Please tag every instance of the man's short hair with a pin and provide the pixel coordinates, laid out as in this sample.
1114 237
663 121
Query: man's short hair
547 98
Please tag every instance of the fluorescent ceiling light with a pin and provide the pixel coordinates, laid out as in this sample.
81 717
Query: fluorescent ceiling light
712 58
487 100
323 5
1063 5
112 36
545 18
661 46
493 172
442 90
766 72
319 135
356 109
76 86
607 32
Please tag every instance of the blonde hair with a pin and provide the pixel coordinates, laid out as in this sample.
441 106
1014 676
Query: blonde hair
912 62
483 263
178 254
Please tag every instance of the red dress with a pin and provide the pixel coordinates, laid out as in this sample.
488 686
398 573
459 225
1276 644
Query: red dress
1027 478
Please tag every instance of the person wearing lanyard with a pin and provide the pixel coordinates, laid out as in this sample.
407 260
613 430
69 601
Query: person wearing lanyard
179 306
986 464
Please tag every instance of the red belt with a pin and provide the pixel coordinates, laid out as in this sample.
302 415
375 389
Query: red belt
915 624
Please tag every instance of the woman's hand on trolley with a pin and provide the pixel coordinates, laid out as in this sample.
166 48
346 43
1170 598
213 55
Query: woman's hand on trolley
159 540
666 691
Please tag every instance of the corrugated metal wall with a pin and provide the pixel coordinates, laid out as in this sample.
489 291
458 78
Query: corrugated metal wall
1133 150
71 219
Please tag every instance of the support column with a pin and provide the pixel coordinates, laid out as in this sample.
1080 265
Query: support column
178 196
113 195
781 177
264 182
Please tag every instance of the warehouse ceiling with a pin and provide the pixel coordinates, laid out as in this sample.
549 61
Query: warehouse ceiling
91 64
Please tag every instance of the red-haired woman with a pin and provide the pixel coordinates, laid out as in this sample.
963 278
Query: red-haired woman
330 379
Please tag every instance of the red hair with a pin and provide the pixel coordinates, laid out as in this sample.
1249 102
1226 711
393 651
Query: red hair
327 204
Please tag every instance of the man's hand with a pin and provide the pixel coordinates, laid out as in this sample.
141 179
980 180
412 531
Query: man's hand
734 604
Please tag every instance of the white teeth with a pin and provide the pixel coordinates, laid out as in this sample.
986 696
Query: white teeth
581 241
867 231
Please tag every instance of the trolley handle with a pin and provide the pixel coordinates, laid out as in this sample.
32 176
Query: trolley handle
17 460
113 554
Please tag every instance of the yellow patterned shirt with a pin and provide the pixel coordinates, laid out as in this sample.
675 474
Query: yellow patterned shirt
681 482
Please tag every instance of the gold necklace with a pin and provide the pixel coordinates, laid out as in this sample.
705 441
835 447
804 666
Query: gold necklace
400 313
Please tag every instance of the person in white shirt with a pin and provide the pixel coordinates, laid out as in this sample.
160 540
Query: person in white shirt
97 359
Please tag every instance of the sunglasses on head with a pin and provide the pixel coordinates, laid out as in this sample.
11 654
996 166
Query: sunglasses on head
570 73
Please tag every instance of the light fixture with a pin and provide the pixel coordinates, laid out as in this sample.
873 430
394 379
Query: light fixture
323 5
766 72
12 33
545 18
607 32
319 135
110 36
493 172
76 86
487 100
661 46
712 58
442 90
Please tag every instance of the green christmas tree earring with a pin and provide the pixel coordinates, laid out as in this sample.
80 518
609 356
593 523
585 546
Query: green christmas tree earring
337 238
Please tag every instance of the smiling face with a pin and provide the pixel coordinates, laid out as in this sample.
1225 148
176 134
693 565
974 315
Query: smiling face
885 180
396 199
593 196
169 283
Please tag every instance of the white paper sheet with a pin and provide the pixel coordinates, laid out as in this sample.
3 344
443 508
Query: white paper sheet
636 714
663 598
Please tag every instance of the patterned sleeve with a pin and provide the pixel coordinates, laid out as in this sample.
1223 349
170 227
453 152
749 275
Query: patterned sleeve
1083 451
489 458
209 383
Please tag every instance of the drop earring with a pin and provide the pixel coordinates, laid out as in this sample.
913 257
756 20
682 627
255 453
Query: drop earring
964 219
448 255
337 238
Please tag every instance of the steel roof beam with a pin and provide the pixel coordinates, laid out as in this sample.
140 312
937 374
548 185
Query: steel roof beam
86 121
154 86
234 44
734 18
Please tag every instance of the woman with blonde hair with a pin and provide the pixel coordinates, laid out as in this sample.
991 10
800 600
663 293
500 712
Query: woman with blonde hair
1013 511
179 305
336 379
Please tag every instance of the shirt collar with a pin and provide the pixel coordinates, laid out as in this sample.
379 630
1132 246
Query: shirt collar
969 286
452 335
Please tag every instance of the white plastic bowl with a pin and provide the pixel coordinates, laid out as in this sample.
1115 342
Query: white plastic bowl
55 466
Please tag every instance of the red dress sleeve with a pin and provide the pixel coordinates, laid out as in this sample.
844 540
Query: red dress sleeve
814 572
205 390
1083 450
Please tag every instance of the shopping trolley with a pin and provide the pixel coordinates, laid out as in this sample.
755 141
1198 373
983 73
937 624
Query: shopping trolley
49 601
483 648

**EXERCISE DIRECTIONS:**
Repeat only the lines from the one holding "Please tag every instance of the steel" through the last line of the data.

**ANSWER BELOW:**
Please tag every instance of the steel roof beam with a pin and provide the pixel coordinates, laid out as in this sample.
140 312
937 374
548 185
Query: steel roof beam
86 121
154 86
234 44
734 18
Please tag every instance of the woman with blonde hair with a pin and provide the pixel coordinates, laid out as in this sample.
991 10
800 600
663 293
500 712
Query: woman with blonde hair
1013 511
179 305
336 379
Please tag every instance of the shirt collar with a pin and provide the pixel coordinates, laid out as in this sample.
379 630
1132 246
Query: shirt collar
969 286
452 335
Please tag every instance of the white plastic bowl with a pin and provide the pixel coordinates, laid out as in this sample.
1115 342
Query: white plastic bowl
55 466
Please tag every instance of the red dress sleeve with a pin and provide the pixel coordinates, laid out as in this sample.
844 540
Query: red dress sleeve
814 572
205 390
1083 450
Please tag every instance of the shopping trolley with a pin and provide the pixel coordinates, laid out as in this sample.
755 141
1198 373
983 73
937 624
Query: shopping trolley
49 601
483 648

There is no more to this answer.